§ **Data records**:
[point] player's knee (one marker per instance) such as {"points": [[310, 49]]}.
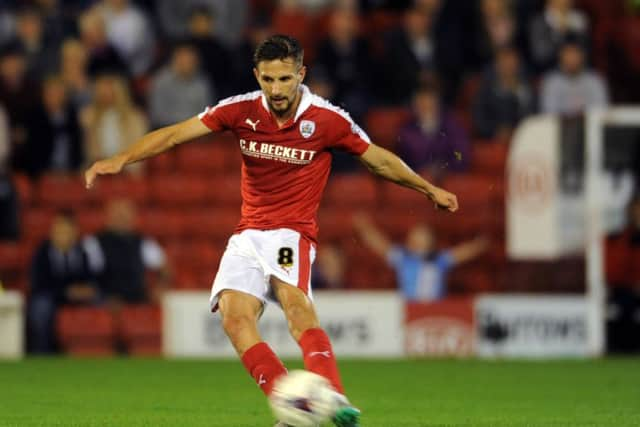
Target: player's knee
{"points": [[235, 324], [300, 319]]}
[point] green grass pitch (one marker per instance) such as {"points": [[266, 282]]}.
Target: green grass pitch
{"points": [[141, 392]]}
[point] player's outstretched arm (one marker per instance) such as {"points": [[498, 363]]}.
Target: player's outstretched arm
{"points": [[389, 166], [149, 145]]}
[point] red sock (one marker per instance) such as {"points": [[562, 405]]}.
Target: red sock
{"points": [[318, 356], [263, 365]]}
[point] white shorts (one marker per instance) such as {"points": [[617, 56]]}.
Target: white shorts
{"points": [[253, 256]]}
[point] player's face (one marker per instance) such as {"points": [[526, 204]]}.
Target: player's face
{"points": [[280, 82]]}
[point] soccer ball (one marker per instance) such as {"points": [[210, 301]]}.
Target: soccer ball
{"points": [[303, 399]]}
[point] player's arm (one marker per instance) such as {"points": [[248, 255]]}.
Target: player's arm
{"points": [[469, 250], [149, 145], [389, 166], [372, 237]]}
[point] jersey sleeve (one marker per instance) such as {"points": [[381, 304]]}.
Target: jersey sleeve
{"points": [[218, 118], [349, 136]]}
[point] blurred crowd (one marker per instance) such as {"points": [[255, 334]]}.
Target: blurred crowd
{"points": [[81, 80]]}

==

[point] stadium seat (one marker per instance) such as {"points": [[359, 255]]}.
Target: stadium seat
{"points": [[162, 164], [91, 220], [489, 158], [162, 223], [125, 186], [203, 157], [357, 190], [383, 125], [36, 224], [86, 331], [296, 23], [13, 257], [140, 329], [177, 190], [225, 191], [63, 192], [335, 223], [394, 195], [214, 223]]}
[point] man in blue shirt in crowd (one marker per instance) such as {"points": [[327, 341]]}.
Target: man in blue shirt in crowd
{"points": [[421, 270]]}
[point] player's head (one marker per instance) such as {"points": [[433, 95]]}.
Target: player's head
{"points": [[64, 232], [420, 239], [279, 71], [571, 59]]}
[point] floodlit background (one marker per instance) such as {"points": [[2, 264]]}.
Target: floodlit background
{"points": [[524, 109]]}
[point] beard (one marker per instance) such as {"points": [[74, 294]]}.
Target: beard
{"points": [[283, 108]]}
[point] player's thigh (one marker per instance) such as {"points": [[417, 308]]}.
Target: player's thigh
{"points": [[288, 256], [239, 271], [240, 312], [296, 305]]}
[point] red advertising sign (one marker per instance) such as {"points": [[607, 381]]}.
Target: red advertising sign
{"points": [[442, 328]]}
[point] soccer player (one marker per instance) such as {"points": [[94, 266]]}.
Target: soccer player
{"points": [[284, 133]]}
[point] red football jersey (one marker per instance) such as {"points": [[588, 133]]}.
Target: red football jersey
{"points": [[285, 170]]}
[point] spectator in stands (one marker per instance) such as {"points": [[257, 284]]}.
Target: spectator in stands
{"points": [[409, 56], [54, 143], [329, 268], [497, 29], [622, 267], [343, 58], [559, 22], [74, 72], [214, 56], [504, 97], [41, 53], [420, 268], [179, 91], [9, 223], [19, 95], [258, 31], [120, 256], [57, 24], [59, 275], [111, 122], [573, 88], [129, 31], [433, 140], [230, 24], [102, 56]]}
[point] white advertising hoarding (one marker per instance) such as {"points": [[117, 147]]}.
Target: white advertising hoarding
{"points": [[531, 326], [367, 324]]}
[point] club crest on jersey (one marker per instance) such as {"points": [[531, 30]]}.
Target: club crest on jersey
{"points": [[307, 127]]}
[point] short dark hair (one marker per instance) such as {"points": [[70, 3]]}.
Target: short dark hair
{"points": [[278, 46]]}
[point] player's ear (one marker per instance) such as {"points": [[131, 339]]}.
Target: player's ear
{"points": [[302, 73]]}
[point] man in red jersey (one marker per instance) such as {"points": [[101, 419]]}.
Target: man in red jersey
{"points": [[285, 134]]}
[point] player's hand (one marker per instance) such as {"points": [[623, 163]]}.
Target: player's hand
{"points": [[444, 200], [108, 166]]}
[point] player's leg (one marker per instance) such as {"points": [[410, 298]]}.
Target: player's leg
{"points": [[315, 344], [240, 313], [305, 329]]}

§ **Task directions**: Above are some lines. Repeat exactly, and only, those from the line that has "[point] beard (one" through the line that has "[point] red football".

§ **Output of the task**:
[point] beard (one marker per instance) such as {"points": [[74, 294]]}.
Target: beard
{"points": [[283, 108]]}
[point] player's thigh (one marker per instance) such as {"points": [[417, 308]]}.
Target: player's thigh
{"points": [[288, 256], [239, 271], [240, 312], [296, 305]]}
[point] red advertising sign (one marker per instance) such as {"points": [[607, 381]]}.
Target: red advertising sign
{"points": [[442, 328]]}
[point] soccer player (one marker per instance) such as {"points": [[94, 266]]}.
Target: soccer player
{"points": [[284, 133]]}
[point] red football jersey (one marker per instance) such as {"points": [[588, 133]]}.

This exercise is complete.